● GIVEN EXERCISE:
Extract each line of the items below that contains the string "table", copying every such line unchanged.

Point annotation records
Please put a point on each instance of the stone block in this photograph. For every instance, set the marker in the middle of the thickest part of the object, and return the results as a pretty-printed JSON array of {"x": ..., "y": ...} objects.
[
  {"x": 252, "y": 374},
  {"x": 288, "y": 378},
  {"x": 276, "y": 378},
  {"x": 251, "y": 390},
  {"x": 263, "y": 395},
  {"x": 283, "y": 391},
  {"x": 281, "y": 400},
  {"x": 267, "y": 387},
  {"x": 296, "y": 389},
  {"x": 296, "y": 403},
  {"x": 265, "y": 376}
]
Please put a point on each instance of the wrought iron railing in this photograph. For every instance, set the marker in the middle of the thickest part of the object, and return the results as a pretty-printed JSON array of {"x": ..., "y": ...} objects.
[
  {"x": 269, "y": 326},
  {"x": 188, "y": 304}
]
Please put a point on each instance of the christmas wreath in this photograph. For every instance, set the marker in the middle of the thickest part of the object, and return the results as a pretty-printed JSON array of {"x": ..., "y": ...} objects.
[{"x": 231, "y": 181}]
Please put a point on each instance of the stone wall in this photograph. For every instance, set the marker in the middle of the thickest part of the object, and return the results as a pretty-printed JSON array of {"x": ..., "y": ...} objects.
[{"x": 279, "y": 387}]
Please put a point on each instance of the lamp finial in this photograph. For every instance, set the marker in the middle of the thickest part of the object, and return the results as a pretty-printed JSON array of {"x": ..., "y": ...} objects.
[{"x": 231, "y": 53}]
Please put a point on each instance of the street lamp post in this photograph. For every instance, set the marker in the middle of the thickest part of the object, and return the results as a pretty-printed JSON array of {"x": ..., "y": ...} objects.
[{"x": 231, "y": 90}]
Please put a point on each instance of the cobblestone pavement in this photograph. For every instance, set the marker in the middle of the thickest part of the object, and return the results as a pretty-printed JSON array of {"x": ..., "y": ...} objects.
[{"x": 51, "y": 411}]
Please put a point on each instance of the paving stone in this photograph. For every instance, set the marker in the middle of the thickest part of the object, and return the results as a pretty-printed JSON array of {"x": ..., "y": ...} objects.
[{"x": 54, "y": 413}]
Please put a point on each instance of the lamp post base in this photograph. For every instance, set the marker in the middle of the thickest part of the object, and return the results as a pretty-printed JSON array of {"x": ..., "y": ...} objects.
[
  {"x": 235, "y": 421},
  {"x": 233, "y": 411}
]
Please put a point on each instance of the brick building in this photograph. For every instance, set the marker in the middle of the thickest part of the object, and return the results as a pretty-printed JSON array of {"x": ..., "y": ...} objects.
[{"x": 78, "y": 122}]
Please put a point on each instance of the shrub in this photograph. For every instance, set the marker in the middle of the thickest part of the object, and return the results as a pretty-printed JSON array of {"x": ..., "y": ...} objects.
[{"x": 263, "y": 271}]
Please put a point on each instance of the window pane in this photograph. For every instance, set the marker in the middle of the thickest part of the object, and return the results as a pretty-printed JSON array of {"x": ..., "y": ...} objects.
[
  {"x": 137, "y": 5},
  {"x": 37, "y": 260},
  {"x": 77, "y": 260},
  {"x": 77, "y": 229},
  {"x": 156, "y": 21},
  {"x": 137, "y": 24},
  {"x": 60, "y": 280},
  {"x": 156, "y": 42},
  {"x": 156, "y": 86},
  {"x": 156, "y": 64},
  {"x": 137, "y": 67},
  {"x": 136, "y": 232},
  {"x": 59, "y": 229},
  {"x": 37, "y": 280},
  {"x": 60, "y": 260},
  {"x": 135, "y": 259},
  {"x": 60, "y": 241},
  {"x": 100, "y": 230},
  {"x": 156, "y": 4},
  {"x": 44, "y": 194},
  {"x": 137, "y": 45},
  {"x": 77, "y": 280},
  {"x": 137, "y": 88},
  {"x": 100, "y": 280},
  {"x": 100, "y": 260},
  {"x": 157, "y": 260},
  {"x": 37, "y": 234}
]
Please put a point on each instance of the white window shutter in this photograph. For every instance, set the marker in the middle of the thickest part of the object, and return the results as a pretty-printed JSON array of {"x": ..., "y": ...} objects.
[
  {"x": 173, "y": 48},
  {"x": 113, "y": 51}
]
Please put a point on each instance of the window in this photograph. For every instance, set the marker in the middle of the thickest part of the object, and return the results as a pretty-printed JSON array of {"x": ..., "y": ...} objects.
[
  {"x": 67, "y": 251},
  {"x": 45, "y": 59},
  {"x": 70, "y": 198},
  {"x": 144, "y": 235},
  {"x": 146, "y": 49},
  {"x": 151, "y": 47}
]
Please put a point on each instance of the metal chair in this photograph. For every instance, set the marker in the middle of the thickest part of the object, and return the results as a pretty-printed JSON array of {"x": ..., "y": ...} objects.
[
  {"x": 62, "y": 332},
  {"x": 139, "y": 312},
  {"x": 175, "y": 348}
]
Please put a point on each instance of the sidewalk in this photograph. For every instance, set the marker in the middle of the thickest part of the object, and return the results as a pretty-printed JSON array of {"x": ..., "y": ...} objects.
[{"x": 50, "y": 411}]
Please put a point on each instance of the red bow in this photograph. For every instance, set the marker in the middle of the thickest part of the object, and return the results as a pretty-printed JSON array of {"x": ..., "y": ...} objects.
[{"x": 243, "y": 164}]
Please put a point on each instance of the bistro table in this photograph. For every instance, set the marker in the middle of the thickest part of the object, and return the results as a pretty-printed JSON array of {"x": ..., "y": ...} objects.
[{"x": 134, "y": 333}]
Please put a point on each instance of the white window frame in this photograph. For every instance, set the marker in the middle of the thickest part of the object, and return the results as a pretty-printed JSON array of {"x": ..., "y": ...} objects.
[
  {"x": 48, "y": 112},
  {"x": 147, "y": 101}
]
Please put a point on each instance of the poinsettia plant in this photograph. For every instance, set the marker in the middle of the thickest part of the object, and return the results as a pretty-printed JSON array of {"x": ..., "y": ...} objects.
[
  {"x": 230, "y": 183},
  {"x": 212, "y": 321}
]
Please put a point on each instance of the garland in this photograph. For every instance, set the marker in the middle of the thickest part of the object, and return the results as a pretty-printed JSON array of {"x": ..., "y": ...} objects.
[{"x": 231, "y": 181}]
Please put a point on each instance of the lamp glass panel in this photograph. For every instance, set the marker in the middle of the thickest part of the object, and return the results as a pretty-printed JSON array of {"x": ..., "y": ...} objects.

==

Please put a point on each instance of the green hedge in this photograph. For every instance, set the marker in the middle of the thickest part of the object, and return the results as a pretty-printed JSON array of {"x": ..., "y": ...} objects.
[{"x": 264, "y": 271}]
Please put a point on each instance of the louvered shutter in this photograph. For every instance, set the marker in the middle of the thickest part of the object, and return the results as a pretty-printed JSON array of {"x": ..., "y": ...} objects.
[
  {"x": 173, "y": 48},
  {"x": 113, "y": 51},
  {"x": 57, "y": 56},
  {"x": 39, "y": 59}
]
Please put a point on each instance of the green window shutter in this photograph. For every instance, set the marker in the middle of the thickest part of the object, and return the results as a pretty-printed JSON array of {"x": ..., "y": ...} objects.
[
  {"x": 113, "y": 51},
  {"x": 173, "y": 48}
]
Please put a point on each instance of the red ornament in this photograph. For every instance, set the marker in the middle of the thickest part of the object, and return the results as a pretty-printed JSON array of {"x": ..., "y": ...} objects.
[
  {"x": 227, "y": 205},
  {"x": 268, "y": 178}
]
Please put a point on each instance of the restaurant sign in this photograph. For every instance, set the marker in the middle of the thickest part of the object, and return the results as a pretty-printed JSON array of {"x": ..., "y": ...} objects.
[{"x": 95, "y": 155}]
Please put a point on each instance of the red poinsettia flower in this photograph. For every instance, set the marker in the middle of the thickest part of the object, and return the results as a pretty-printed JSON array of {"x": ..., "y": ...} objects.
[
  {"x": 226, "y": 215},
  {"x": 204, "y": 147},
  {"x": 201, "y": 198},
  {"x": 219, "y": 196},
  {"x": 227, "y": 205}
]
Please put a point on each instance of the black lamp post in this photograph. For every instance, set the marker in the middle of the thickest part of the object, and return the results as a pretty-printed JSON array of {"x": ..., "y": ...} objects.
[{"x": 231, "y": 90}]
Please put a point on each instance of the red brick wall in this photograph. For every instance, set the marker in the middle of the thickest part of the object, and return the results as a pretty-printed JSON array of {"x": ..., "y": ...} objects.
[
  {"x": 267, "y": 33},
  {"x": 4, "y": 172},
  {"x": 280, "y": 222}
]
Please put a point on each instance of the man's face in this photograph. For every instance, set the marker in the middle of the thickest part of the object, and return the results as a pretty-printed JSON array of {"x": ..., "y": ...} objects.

● IN RESPONSE:
Please put a point on each instance of the bistro table in this photograph. For every instance, set the marker in the middle of the thickest part of the object, and return the results as a pretty-printed JSON array of {"x": ..., "y": ...} objects.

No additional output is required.